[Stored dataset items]
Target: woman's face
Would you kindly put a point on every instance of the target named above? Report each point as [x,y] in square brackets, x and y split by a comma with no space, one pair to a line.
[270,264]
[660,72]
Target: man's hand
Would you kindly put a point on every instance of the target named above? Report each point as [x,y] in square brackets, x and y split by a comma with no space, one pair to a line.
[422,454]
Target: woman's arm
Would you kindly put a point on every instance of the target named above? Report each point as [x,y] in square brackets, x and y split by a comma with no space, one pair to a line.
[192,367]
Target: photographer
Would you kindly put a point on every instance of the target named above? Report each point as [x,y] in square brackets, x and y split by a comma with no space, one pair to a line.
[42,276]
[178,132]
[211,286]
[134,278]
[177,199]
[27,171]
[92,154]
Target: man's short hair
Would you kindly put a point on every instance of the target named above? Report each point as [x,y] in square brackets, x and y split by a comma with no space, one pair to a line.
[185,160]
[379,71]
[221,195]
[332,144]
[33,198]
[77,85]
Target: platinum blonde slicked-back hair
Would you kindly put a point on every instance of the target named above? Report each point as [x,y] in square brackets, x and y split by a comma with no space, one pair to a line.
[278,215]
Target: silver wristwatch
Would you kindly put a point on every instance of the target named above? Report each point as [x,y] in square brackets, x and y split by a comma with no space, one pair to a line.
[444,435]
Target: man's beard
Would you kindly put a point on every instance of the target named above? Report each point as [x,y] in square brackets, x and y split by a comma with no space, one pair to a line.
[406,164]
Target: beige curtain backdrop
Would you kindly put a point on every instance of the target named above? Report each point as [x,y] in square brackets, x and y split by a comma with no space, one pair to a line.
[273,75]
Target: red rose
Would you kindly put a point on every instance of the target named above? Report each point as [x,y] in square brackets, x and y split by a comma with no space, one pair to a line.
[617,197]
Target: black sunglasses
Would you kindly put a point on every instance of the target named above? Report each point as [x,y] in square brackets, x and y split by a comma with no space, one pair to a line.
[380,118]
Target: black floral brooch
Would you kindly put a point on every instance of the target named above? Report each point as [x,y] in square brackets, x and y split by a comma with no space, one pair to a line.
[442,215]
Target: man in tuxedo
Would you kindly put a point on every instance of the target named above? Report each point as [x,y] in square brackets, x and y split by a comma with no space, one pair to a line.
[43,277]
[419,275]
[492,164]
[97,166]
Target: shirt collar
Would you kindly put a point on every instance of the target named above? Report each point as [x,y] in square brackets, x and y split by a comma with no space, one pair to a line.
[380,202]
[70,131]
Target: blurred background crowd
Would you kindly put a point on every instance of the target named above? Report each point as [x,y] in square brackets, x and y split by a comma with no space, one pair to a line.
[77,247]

:: Problem to solve ::
Write the lines out exactly, from the one with "Target: silver wristwatch" down to the last line of the listing, and leave out all others.

:: Output of the task ::
Target: silver wristwatch
Would you kindly put a point on every instance of the target named above? Report each point as [x,y] in square brackets, x and y split by a comma with no space, one pair to a line.
[444,435]
Target: man's beard
Would you kindly put a point on every instance of the target named above? Report each point as [x,y] in square brackets, x and y split by a comma with no space, one pair to a line.
[406,164]
Target: beige curtain backdrop
Would you kindly put a point on every instance of the target named above? Report each point as [x,y] in square brackets, x and y split by a comma with no space, one pair to a line.
[273,75]
Target: red rose
Would you kindly put a point on every instance of the target named above? Report each point as [x,y] in square brackets, x and y split by a comma with no space, one pair to a line.
[617,197]
Target: black sunglasses
Would you kindly put a point on every instance of the target named above? Report each point as [x,y] in square brackets, x and y split by a comma with no space, one pair to a line.
[380,118]
Target: black floral brooch
Would you kindly put a point on every instance of the target named above? Report each point as [x,y] in square brackets, x and y split by a comma with no space, one pair to a line.
[442,215]
Target: man in tuxedo
Would you kindly put a point on every instance of the target named above? Report each point as [x,y] in square brackets, x and y split by a comma with no space, one pair to a line.
[43,277]
[419,275]
[492,164]
[97,166]
Target: shirt collar
Would you kindly put a point on every instance of the target named above? Report each point as [x,y] in square brackets, x and y split by a comma with no space, one pair to a line.
[380,202]
[70,131]
Target: blurred background crowd
Would you kindly put a point on every instance of the target named above? Report each point as [x,y] in square brackets, x and y split by a comma with no space, one pair to a line.
[77,247]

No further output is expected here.